[Dataset entries]
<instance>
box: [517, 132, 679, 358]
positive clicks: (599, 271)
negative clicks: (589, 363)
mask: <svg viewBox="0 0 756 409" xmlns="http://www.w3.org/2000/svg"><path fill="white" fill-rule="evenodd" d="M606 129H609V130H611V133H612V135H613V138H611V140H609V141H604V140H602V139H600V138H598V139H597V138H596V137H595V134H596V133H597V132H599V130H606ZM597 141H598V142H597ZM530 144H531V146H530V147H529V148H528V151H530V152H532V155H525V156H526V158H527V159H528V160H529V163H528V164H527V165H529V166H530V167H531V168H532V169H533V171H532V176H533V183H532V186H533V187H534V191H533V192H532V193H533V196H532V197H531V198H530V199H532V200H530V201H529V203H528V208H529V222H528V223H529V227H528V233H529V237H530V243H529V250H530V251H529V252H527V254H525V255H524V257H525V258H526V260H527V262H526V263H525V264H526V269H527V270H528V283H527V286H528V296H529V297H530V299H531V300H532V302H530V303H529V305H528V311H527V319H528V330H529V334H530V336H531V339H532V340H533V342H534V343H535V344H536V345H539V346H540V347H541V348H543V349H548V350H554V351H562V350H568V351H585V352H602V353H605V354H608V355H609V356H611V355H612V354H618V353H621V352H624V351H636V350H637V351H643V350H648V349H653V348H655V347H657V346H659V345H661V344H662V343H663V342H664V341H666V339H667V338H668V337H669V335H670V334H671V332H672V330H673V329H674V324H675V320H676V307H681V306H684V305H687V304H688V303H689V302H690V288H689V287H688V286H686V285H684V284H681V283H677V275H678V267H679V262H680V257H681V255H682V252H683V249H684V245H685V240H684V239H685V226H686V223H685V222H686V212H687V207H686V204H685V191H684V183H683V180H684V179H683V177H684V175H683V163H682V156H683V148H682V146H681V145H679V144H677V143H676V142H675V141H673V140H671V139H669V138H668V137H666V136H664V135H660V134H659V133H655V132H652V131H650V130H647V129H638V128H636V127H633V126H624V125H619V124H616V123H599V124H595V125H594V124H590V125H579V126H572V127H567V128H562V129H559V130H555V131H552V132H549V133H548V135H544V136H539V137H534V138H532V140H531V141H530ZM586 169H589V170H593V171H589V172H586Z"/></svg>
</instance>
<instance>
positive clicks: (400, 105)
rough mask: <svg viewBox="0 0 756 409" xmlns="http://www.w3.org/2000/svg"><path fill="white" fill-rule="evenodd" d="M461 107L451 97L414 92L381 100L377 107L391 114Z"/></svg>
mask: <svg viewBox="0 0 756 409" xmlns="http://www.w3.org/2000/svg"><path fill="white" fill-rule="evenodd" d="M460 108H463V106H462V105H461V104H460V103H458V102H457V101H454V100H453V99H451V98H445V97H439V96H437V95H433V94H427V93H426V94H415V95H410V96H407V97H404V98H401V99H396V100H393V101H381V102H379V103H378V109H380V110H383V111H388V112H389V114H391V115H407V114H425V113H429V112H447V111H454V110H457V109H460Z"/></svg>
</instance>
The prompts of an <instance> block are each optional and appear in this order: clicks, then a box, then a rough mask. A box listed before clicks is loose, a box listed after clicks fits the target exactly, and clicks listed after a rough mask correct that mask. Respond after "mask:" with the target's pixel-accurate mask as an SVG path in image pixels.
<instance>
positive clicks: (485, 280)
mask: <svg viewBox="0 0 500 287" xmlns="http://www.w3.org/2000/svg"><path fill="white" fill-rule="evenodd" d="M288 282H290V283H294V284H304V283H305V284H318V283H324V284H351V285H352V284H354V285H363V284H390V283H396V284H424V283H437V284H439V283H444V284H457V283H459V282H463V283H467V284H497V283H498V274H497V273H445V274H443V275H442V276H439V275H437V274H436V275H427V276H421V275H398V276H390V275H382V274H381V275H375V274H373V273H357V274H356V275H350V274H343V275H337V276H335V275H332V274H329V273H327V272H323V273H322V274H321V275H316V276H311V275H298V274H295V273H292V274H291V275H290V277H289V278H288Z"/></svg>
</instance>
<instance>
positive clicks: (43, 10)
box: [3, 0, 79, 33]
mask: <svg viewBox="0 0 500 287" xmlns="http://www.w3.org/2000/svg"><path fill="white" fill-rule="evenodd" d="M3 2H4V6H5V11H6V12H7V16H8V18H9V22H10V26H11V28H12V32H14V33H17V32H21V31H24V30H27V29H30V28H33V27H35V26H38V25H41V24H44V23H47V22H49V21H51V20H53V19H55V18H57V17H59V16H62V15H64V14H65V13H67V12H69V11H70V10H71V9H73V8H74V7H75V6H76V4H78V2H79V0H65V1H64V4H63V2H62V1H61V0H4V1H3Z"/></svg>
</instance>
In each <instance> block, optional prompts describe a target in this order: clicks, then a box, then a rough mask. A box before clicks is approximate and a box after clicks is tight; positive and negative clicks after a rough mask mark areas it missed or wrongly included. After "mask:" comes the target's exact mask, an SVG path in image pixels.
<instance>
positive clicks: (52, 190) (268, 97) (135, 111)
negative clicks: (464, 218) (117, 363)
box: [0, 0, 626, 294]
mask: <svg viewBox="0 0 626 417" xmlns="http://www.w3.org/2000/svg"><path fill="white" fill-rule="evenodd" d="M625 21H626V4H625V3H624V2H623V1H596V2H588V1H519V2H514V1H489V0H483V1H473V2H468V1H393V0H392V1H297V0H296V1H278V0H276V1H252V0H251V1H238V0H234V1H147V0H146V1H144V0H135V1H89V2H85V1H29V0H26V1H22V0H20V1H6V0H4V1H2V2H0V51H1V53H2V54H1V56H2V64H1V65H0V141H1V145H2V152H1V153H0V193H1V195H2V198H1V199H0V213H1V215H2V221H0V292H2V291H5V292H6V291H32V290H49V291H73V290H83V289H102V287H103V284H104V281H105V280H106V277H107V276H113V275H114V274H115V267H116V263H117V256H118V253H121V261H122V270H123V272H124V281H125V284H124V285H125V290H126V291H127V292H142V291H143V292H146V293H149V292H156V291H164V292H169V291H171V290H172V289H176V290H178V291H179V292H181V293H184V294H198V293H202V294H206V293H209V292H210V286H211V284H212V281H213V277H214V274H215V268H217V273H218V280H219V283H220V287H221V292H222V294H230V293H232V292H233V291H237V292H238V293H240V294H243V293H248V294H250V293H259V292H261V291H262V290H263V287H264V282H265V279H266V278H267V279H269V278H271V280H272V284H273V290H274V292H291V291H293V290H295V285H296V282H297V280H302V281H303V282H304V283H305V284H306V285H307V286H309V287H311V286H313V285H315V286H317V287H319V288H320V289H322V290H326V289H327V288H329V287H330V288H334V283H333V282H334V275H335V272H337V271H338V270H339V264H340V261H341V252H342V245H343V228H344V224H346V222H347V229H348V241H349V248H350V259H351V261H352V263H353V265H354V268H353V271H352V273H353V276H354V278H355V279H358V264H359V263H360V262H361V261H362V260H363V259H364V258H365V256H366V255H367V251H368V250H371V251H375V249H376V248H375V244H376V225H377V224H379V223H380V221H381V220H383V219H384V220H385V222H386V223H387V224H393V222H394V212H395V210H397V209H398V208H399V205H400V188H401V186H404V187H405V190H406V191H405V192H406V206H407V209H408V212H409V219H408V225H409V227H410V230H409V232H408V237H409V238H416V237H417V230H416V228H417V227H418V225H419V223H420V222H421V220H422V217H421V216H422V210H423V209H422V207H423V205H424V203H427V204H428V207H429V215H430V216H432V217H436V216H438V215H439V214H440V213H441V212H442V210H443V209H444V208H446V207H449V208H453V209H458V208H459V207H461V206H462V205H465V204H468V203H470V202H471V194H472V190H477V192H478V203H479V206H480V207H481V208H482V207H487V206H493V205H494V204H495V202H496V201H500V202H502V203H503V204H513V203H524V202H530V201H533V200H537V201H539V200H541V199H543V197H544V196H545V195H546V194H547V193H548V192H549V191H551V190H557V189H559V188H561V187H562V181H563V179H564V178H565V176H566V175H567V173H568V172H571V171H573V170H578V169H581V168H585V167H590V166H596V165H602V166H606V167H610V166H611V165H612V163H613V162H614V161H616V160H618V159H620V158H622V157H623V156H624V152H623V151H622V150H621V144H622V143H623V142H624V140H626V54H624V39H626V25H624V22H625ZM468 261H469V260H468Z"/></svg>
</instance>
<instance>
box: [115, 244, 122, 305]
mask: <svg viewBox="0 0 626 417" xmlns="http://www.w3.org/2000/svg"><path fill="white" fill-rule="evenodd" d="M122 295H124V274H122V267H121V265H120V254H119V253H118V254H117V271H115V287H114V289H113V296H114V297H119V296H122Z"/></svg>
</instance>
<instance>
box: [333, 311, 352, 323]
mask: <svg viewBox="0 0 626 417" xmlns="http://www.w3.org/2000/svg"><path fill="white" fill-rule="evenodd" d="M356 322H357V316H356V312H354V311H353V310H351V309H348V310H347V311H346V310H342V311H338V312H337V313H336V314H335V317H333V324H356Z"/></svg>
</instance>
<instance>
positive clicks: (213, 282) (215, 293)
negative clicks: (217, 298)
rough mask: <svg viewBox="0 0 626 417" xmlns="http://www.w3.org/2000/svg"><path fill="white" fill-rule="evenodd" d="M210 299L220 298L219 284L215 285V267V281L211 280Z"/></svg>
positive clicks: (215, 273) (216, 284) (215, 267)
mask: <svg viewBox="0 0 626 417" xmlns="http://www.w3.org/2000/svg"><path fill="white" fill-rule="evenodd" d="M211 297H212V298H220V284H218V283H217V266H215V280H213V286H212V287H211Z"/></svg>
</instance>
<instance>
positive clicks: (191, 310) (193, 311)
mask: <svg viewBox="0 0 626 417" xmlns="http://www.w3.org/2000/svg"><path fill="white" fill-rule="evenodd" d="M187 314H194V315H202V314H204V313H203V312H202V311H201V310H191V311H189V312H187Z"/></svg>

■ About this task: Edit the stretch from the start of the records through the line containing "negative clicks: (589, 363)", changing "box" to "bounding box" and leaving everything else the same.

■ Result:
<instance>
bounding box: [517, 132, 679, 358]
positive clicks: (599, 271)
negative clicks: (589, 363)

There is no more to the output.